Source excerpt |
Skylight

Farrow & BallNo. 205LRV 62
LRV62mid-range
Undertoneblue · cool · airy
FamilyCool Grays
Best roomsbedroom, bathroom, living room
In the Room

What Skylight Actually Looks Like

Skylight is a soft, pale blue with a grey backbone. On a chip it can look almost like a plain pale blue, but on your walls it does something more interesting. It carries a faint green-grey haze that keeps it from ever reading as a nursery blue or a beachy pastel.

The color moves a lot through the day. In bright morning light it lifts toward a clean, airy blue. By late afternoon it settles into something greyer and quieter, and on an overcast day it can look almost like a soft cloud color with barely any blue at all. This shift is what makes it distinctly Farrow & Ball. The complex pigments mean you are not getting one flat note, you are getting a color that responds to whatever light hits it.

The estate emulsion finish matters here too. That chalky matte surface absorbs light instead of bouncing it back, which softens the whole effect and gives the blue a powdery depth. A hardware store match in a standard eggshell will look brighter and harder. It will not have the same quiet quality.

Brief 1 |
Convert the source rows, from the line with "Agricultural drone survey: scan the aerial photo for lamp" up to and including the line with "0, 294, 538, 427", into a two-column CSV headed request and answer. Put each request and its answer on one CSV row, with each value in a single quoted field and any line breaks replaced by spaces.

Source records
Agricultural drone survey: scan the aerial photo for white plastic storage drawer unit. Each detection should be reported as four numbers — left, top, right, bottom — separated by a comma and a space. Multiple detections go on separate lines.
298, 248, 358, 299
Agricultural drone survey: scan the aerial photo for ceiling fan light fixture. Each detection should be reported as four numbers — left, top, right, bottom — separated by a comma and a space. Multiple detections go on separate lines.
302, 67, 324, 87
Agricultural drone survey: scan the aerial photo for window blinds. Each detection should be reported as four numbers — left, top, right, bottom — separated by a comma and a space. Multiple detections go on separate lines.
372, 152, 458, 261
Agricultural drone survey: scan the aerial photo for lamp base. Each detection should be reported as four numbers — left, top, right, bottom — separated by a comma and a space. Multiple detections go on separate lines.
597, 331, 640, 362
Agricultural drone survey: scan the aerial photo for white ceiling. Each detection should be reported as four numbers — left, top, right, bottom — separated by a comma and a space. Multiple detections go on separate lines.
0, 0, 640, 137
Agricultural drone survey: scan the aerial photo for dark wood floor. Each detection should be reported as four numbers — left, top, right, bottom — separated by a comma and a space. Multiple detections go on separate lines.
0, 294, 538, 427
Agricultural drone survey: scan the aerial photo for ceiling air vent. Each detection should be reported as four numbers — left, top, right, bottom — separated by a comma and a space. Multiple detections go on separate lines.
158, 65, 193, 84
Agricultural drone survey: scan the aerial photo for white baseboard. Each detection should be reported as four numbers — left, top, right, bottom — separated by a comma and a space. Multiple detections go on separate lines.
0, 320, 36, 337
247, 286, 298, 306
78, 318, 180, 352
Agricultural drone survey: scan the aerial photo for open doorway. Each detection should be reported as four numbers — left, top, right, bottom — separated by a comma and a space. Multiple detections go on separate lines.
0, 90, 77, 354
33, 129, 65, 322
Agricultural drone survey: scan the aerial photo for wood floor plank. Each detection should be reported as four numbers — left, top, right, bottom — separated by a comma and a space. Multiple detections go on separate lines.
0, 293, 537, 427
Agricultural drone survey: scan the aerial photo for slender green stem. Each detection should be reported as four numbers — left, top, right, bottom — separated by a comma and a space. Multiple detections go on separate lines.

Brief 2 |
In the Skylight paint description, which finish is said to give the blue a powdery depth?

Full output 1 |
request,answer
"Agricultural drone survey: scan the aerial photo for lamp base. Each detection should be reported as four numbers — left, top, right, bottom — separated by a comma and a space. Multiple detections go on separate lines.","597, 331, 640, 362"
"Agricultural drone survey: scan the aerial photo for white ceiling. Each detection should be reported as four numbers — left, top, right, bottom — separated by a comma and a space. Multiple detections go on separate lines.","0, 0, 640, 137"
"Agricultural drone survey: scan the aerial photo for dark wood floor. Each detection should be reported as four numbers — left, top, right, bottom — separated by a comma and a space. Multiple detections go on separate lines.","0, 294, 538, 427"

Full output 2 |
The estate emulsion finish.